Problem statement →
In the records below, find each line holding the word "sunset" and copy it.

━━━━━━━━━━

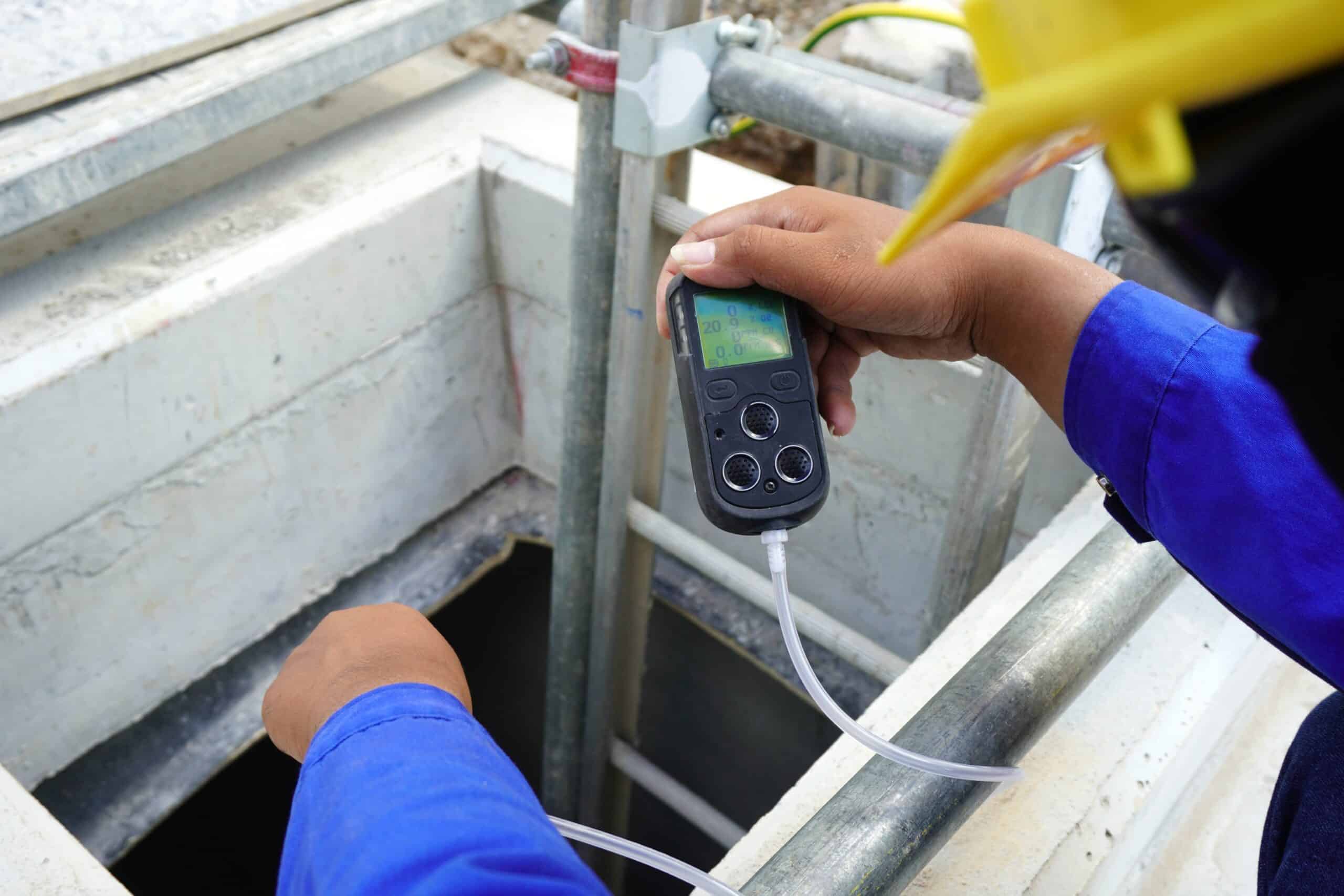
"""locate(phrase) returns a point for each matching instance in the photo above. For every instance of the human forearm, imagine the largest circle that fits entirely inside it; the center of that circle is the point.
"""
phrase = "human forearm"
(1034, 303)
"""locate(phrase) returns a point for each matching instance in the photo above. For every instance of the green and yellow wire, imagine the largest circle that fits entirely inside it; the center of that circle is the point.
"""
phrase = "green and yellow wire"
(858, 14)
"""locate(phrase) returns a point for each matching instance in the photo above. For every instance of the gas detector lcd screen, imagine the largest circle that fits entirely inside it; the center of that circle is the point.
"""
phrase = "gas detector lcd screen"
(743, 327)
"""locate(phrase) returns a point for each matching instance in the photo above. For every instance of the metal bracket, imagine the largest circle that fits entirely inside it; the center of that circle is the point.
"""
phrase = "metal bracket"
(663, 82)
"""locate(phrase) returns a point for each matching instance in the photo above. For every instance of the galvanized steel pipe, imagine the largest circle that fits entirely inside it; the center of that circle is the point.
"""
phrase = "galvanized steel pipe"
(847, 112)
(887, 821)
(593, 261)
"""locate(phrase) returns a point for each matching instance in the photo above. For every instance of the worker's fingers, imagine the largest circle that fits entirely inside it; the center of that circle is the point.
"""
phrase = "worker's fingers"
(817, 342)
(786, 210)
(835, 390)
(858, 340)
(781, 260)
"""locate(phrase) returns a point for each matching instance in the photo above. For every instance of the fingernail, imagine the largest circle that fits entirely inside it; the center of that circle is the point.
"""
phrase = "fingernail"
(694, 253)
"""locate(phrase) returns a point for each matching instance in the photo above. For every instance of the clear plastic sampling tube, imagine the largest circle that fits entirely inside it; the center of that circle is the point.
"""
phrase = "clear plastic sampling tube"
(773, 542)
(651, 858)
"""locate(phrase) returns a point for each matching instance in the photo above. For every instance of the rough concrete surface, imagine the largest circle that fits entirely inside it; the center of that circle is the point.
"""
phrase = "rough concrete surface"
(39, 858)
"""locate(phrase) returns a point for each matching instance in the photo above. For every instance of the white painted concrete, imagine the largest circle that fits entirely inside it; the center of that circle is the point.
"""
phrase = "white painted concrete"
(1131, 774)
(870, 558)
(213, 416)
(39, 858)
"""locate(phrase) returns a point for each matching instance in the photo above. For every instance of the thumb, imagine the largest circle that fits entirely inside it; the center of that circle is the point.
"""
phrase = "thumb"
(750, 254)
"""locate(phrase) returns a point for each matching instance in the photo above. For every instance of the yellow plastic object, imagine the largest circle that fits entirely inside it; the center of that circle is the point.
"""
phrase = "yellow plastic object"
(1061, 75)
(857, 14)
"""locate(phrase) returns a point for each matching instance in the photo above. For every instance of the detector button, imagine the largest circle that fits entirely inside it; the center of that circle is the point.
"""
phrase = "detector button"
(719, 390)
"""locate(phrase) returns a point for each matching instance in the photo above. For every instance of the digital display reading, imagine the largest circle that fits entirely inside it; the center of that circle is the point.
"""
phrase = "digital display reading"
(741, 328)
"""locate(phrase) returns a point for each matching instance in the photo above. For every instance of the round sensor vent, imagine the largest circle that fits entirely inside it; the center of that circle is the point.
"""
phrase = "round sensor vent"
(793, 464)
(741, 472)
(760, 421)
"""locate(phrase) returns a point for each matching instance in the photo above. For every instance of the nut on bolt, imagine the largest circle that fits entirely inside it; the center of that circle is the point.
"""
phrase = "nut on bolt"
(551, 57)
(742, 33)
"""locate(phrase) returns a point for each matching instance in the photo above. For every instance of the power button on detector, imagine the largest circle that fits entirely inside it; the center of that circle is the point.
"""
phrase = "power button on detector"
(719, 390)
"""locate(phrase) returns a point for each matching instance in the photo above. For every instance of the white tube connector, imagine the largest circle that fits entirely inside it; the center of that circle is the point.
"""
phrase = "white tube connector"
(773, 542)
(643, 855)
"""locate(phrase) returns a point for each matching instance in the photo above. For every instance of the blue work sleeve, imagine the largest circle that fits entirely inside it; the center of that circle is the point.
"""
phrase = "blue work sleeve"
(402, 792)
(1163, 402)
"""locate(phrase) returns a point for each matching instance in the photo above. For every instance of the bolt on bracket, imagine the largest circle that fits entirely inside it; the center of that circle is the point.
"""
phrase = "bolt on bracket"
(663, 82)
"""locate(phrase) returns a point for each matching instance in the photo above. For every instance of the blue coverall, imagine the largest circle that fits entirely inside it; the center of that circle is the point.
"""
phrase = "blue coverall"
(402, 792)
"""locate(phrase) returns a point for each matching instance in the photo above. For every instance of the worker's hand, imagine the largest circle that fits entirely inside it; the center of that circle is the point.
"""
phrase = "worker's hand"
(350, 653)
(971, 289)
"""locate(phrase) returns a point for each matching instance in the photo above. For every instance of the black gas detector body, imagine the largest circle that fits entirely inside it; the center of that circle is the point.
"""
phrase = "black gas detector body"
(750, 406)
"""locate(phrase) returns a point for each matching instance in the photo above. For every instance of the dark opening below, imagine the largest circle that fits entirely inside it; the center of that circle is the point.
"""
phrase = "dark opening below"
(713, 719)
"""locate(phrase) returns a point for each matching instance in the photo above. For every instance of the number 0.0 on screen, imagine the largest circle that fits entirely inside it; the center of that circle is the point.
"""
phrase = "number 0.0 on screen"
(741, 328)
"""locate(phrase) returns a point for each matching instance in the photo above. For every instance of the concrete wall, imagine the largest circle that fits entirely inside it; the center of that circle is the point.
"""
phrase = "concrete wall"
(214, 412)
(212, 416)
(1155, 781)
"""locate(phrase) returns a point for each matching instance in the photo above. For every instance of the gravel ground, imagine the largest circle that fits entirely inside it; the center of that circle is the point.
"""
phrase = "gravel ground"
(773, 151)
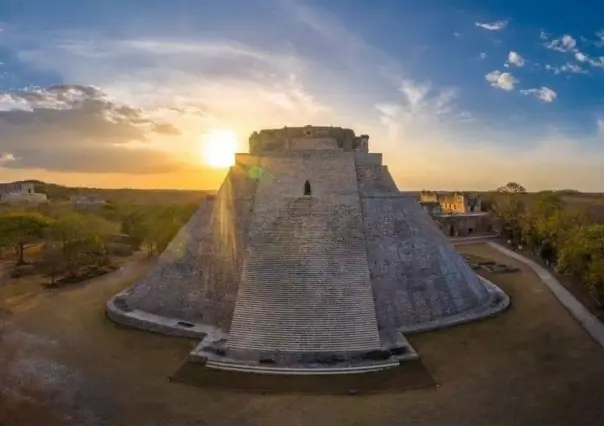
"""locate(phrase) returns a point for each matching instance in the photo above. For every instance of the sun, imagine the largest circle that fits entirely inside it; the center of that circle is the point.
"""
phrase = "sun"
(218, 148)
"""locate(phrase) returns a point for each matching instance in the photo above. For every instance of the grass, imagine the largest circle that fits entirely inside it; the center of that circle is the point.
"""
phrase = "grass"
(533, 364)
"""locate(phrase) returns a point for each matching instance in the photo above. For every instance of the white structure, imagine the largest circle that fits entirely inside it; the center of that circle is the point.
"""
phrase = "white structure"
(21, 192)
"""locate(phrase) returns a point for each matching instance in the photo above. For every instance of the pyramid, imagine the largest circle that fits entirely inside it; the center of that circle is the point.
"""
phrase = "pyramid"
(307, 261)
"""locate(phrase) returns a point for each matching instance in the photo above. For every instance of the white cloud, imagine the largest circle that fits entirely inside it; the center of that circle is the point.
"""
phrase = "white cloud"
(565, 44)
(245, 86)
(6, 158)
(414, 92)
(580, 56)
(544, 93)
(492, 26)
(516, 59)
(600, 35)
(566, 68)
(503, 81)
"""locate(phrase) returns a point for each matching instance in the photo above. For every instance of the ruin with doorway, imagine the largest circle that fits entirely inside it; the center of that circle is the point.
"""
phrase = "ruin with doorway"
(274, 281)
(457, 214)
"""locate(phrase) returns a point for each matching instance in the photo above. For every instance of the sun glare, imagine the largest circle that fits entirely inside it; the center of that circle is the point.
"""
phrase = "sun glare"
(219, 147)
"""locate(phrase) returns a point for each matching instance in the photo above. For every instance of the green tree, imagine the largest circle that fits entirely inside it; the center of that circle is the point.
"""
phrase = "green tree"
(136, 224)
(508, 211)
(23, 230)
(81, 239)
(512, 188)
(581, 254)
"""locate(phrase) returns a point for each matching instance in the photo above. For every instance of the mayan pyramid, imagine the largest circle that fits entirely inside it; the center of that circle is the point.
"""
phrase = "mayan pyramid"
(307, 259)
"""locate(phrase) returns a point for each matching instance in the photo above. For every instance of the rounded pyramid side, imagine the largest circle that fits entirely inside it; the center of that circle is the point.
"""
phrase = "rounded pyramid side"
(420, 282)
(196, 278)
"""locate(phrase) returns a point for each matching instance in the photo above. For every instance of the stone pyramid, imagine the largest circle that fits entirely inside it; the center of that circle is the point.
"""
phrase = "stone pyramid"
(276, 280)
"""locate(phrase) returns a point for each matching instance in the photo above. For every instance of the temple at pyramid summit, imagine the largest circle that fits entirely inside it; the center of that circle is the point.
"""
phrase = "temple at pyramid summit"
(307, 261)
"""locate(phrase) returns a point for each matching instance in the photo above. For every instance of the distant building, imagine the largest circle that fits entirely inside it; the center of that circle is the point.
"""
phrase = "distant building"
(453, 203)
(457, 214)
(21, 192)
(86, 201)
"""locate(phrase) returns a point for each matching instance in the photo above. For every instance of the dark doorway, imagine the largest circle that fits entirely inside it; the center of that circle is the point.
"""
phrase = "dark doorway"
(307, 189)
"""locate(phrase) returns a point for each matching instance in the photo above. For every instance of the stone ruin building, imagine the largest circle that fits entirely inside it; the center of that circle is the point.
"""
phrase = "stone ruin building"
(457, 214)
(307, 261)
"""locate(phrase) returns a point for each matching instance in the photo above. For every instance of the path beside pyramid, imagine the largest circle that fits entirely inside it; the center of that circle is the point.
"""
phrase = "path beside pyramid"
(275, 281)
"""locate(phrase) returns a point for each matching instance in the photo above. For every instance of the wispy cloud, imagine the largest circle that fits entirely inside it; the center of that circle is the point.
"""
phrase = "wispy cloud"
(544, 93)
(504, 81)
(565, 44)
(515, 59)
(566, 68)
(492, 26)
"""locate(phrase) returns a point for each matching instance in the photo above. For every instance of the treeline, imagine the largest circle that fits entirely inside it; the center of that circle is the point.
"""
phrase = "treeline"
(566, 240)
(72, 243)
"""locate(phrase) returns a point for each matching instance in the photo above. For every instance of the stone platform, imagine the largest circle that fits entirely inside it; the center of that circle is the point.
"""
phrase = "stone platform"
(277, 281)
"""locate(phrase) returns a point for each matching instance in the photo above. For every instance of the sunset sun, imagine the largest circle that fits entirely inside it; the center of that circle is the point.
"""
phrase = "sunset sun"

━━━━━━━━━━

Answer below →
"""locate(phrase) returns a point for each matching instance in the photo above. For every instance of the sunset sun, imagine the largest circle that fits entirely inside it; the center of that circle is the point.
phrase = "sunset sun"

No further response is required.